• **REQUIRED ACTION**
Please tally the lines of the listing that follows where the word "clicks" appears, and reply with the number only.

• **ENTRIES SHOWN**
*** Block opens ***
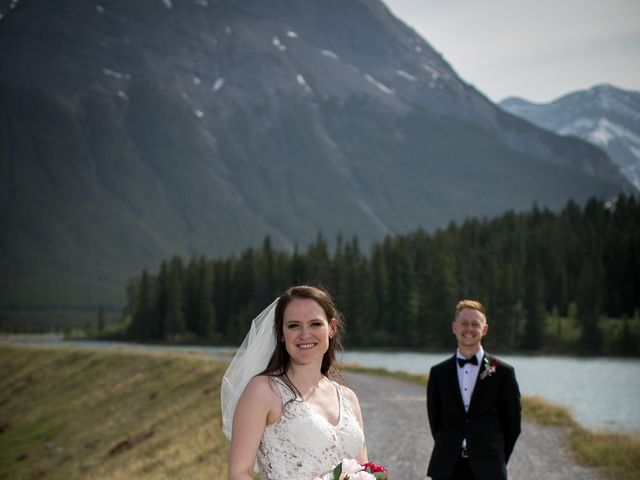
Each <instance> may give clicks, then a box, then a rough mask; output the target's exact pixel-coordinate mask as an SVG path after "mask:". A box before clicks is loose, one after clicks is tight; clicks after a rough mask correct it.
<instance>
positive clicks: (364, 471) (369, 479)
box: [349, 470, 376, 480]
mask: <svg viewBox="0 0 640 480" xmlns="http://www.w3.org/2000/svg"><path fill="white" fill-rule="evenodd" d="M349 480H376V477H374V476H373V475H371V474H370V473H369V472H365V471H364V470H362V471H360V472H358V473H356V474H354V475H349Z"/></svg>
*** Block closes ***
*** Block opens ***
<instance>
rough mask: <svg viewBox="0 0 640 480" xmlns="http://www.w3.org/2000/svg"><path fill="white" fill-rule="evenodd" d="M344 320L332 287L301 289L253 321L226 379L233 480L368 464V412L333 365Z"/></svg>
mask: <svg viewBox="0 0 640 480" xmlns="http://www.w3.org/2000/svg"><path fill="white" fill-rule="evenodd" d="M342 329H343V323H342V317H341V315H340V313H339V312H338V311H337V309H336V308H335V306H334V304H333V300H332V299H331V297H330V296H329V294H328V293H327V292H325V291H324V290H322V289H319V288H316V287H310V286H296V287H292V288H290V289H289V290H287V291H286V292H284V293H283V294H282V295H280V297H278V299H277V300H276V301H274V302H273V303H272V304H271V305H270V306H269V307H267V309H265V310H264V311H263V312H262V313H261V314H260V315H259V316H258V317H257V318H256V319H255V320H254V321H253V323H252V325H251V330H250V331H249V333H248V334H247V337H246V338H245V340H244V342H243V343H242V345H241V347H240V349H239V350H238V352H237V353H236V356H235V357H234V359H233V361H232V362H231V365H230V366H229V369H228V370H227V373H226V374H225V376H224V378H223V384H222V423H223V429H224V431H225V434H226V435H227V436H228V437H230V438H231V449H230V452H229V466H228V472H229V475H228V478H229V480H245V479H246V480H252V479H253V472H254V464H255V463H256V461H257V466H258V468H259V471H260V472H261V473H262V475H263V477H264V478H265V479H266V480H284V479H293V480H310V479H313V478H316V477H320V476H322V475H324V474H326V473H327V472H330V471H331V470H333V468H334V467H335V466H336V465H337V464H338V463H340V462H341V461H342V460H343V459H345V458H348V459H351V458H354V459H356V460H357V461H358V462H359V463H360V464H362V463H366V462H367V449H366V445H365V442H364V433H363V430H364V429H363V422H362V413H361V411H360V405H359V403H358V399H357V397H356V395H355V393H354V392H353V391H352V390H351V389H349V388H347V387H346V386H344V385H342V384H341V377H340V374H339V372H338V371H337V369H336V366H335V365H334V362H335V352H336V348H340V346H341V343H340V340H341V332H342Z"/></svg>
*** Block closes ***
• **YOUR SOLUTION**
2